**SELECTED EXCERPT**
And then there’s George’s. Georges’s Cheese & Sausage shop was a hole-in-the-wall bistro hinting of things European. George’s harbored some of the best conversation I’ve ever known. There, I learned of opera – spending my hard-won Saturdays absorbing Live At the Met … of Russian Ballet. There I met Monty Python’s Graham Chapman and caught glimpses of the wicked beat poet William S. Burroughs. There I read poetry, drank brown-bag wine and congregated with friends. For over a decade, I sipped my soup, nibbled my lamb lava as I listened as George fretted about landlords pricing him out of business.
Well, they finally did it – the fucking bastards! I spoke with George just last week. He called to let me know that he had suffered a heart attack, but that he was doing alright.
Ever present, I carry the acute realization that the one sure cause of death is the very act of being born. Same goes for businesses as it does for people. Yet, we now have the multi-national conglomerates, the publicly traded, investment fund managed roll-ups — ghouls, artificially prolonging existence by ingesting the lives nurtured by others. They frighten me more than any specter of Anne Rice or Stephen King.

**RECORD SET**
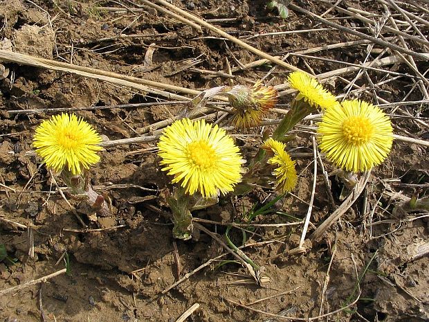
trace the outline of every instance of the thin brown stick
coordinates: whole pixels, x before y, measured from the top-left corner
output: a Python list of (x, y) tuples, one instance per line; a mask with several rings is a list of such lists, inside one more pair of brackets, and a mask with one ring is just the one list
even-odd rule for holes
[(362, 191), (365, 188), (368, 179), (369, 179), (369, 176), (371, 175), (371, 170), (367, 171), (365, 173), (365, 175), (360, 178), (359, 181), (354, 186), (353, 191), (350, 195), (346, 198), (346, 199), (343, 202), (341, 206), (336, 209), (332, 214), (319, 226), (316, 231), (310, 235), (310, 238), (313, 240), (318, 240), (322, 235), (325, 233), (325, 232), (332, 225), (334, 224), (341, 215), (345, 213), (354, 202), (359, 197)]
[(106, 227), (106, 228), (97, 228), (97, 229), (72, 229), (70, 228), (64, 228), (62, 229), (62, 231), (69, 231), (70, 233), (98, 233), (99, 231), (114, 231), (120, 228), (126, 227), (127, 225), (118, 225), (118, 226), (112, 226), (111, 227)]
[[(293, 4), (293, 3), (290, 3), (289, 4), (289, 8), (293, 9), (295, 11), (298, 11), (299, 12), (301, 13), (304, 13), (304, 15), (307, 15), (308, 16), (311, 17), (312, 18), (318, 20), (319, 21), (322, 22), (322, 24), (325, 24), (327, 26), (330, 26), (331, 27), (334, 27), (336, 29), (338, 29), (340, 31), (344, 31), (345, 33), (350, 33), (352, 35), (354, 35), (355, 36), (358, 36), (360, 38), (363, 38), (363, 39), (366, 39), (368, 40), (371, 40), (372, 42), (374, 42), (374, 44), (377, 44), (380, 46), (382, 46), (383, 47), (387, 47), (390, 48), (391, 49), (394, 49), (398, 51), (400, 51), (401, 53), (405, 53), (407, 55), (410, 55), (415, 58), (418, 58), (422, 60), (429, 60), (429, 56), (421, 53), (416, 53), (414, 51), (410, 51), (410, 49), (406, 49), (404, 48), (403, 47), (401, 47), (400, 46), (392, 44), (390, 42), (387, 42), (385, 40), (381, 40), (380, 39), (376, 38), (375, 37), (372, 37), (372, 36), (369, 36), (369, 35), (366, 35), (365, 33), (360, 33), (358, 31), (356, 30), (354, 30), (352, 29), (349, 29), (348, 28), (344, 27), (341, 25), (339, 25), (338, 24), (336, 24), (334, 22), (331, 22), (329, 20), (327, 20), (324, 18), (322, 18), (319, 16), (318, 16), (317, 15), (311, 12), (311, 11), (309, 11), (306, 9), (304, 9), (302, 8), (298, 7), (298, 6)], [(392, 28), (393, 29), (393, 28)], [(395, 29), (393, 29), (394, 30), (396, 31)], [(420, 40), (419, 38), (417, 38)], [(426, 43), (428, 42), (426, 42), (425, 43)]]
[(64, 274), (66, 270), (67, 270), (66, 269), (62, 269), (60, 271), (55, 271), (55, 273), (53, 273), (49, 275), (46, 275), (46, 276), (44, 276), (44, 277), (41, 277), (40, 278), (37, 278), (37, 280), (33, 280), (24, 284), (21, 284), (19, 285), (14, 286), (8, 289), (3, 289), (3, 291), (0, 291), (0, 296), (8, 294), (9, 293), (17, 292), (21, 291), (21, 289), (26, 289), (33, 285), (35, 285), (36, 284), (39, 284), (39, 283), (46, 282), (46, 280), (48, 280), (50, 278), (52, 278), (53, 277), (55, 277), (55, 276), (57, 276), (58, 275)]
[[(120, 86), (125, 86), (140, 91), (148, 91), (166, 97), (169, 100), (190, 100), (186, 97), (169, 93), (161, 89), (177, 91), (182, 93), (198, 95), (200, 91), (195, 89), (185, 89), (179, 86), (170, 85), (165, 83), (155, 82), (153, 80), (144, 80), (127, 75), (119, 74), (101, 69), (96, 69), (83, 66), (75, 65), (55, 60), (40, 58), (29, 55), (14, 53), (0, 49), (0, 61), (15, 62), (23, 65), (33, 66), (35, 67), (44, 68), (54, 71), (72, 73), (89, 78), (95, 78), (106, 82), (109, 82)], [(149, 87), (154, 87), (150, 88)]]
[(3, 217), (0, 217), (0, 222), (7, 222), (8, 224), (15, 225), (19, 228), (22, 228), (23, 229), (27, 229), (27, 226), (26, 225), (23, 225), (22, 224), (19, 224), (19, 222), (12, 222), (12, 220), (3, 218)]
[(167, 9), (163, 8), (161, 6), (158, 6), (157, 4), (155, 4), (155, 3), (154, 3), (151, 2), (151, 1), (149, 1), (147, 0), (141, 0), (141, 1), (143, 3), (145, 3), (146, 6), (147, 6), (148, 7), (153, 8), (154, 9), (156, 9), (160, 12), (163, 12), (165, 15), (167, 15), (169, 16), (171, 16), (173, 18), (176, 19), (177, 20), (179, 20), (180, 21), (182, 21), (183, 24), (189, 25), (191, 27), (197, 29), (200, 33), (203, 32), (203, 30), (201, 29), (201, 27), (200, 27), (199, 25), (197, 25), (194, 22), (190, 21), (189, 19), (183, 18), (180, 15), (177, 15), (177, 14), (176, 14), (174, 12), (172, 12), (170, 10), (168, 10)]
[(188, 317), (194, 313), (197, 309), (199, 307), (199, 303), (195, 303), (192, 306), (191, 306), (189, 309), (188, 309), (182, 315), (179, 316), (179, 318), (176, 320), (176, 322), (183, 322)]
[[(246, 245), (243, 245), (243, 246), (240, 246), (239, 248), (239, 249), (244, 249), (245, 247), (254, 247), (254, 246), (259, 246), (259, 245), (267, 245), (269, 244), (271, 244), (273, 242), (268, 241), (268, 242), (255, 242), (253, 244), (248, 244)], [(199, 266), (198, 267), (197, 267), (195, 269), (194, 269), (192, 271), (190, 271), (189, 273), (187, 273), (186, 274), (185, 274), (185, 276), (183, 277), (182, 277), (180, 280), (177, 280), (176, 282), (175, 282), (174, 283), (172, 284), (171, 285), (170, 285), (168, 287), (167, 287), (166, 289), (163, 289), (161, 292), (161, 294), (165, 294), (165, 293), (167, 293), (168, 291), (170, 291), (170, 289), (176, 287), (177, 285), (179, 285), (179, 284), (183, 283), (185, 280), (188, 280), (190, 276), (192, 276), (192, 275), (194, 275), (194, 274), (196, 274), (197, 272), (198, 272), (199, 271), (201, 271), (201, 269), (203, 269), (204, 267), (207, 267), (208, 265), (210, 265), (210, 264), (212, 264), (213, 262), (218, 260), (219, 259), (221, 259), (222, 257), (226, 256), (226, 255), (232, 253), (234, 251), (232, 251), (232, 249), (229, 249), (228, 251), (227, 251), (226, 253), (223, 253), (221, 255), (219, 255), (219, 256), (217, 256), (214, 258), (210, 258), (210, 260), (208, 260), (207, 262), (206, 262), (204, 264), (202, 264), (201, 265)]]
[(332, 311), (331, 312), (327, 313), (325, 314), (322, 314), (322, 315), (319, 315), (318, 316), (315, 316), (313, 318), (297, 318), (295, 316), (284, 316), (282, 315), (278, 315), (278, 314), (274, 314), (273, 313), (269, 313), (267, 312), (264, 312), (260, 310), (257, 310), (257, 309), (254, 309), (253, 307), (249, 307), (248, 306), (244, 305), (243, 304), (240, 304), (237, 302), (235, 302), (234, 301), (230, 300), (228, 298), (225, 298), (225, 300), (226, 300), (228, 302), (231, 303), (232, 304), (234, 304), (235, 305), (237, 305), (237, 306), (240, 306), (241, 307), (244, 307), (245, 309), (247, 310), (250, 310), (250, 311), (253, 311), (253, 312), (256, 312), (258, 313), (260, 313), (262, 314), (264, 314), (264, 315), (268, 315), (269, 316), (274, 316), (277, 319), (284, 319), (284, 320), (293, 320), (293, 321), (316, 321), (316, 320), (319, 320), (320, 319), (323, 319), (325, 317), (327, 316), (329, 316), (333, 314), (336, 314), (337, 313), (340, 313), (342, 311), (344, 311), (346, 309), (348, 309), (349, 307), (354, 305), (359, 300), (359, 298), (360, 297), (360, 292), (359, 292), (359, 294), (358, 294), (358, 296), (356, 297), (356, 299), (355, 301), (354, 301), (353, 302), (352, 302), (350, 304), (349, 304), (347, 306), (345, 306), (343, 307), (341, 307), (340, 309), (338, 310), (336, 310), (335, 311)]
[(247, 304), (246, 304), (246, 305), (254, 305), (254, 304), (256, 304), (256, 303), (261, 303), (261, 302), (264, 302), (264, 301), (269, 300), (269, 299), (271, 299), (271, 298), (275, 298), (275, 297), (280, 296), (282, 296), (282, 295), (284, 295), (284, 294), (291, 294), (291, 293), (292, 293), (293, 292), (296, 291), (296, 290), (297, 290), (298, 289), (299, 289), (300, 287), (300, 287), (300, 286), (298, 286), (298, 287), (295, 287), (293, 289), (289, 289), (289, 291), (284, 291), (284, 292), (280, 292), (280, 293), (277, 293), (277, 294), (273, 294), (273, 295), (271, 295), (271, 296), (269, 296), (264, 297), (264, 298), (259, 298), (259, 300), (256, 300), (256, 301), (253, 301), (253, 302), (250, 302), (250, 303), (247, 303)]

**TASK INSTRUCTIONS**
1. In the piece about George's Cheese & Sausage shop, what did George call to tell the writer last week?
2. Carry the piece about George's Cheese & Sausage shop forward past its last sentence.

**TASK ANSWERS**
1. He had suffered a heart attack but was doing alright.

2.
It has been a year of good-byes. With each passing, I bid my adieus to the familiar faces of friends and the places of my youth. I am saddened that my niece, the newest Leathem, will never know firsthand these people or locales. They have meant much to me.
There will never be another George’s Cheese & Sausage nor Vern’s Barber Shop nor a Jerry’s Market. But there will be other people and places worth knowing. One of the great gifts of life is this wonder born anew. Each new day carrying with it new experiences from which to imbibe.
Just the other day, I heard news of a new bookstore, Prospero’s Books it’s called. (psst, it is my own bookstore) It opened its doors on an uneventful Thursday in November. The date, it just so happened, marking the anniversary of the opening of another bookseller, an unassuming oasis situated amidst Paris’s left bank, called Shakespeare & Company.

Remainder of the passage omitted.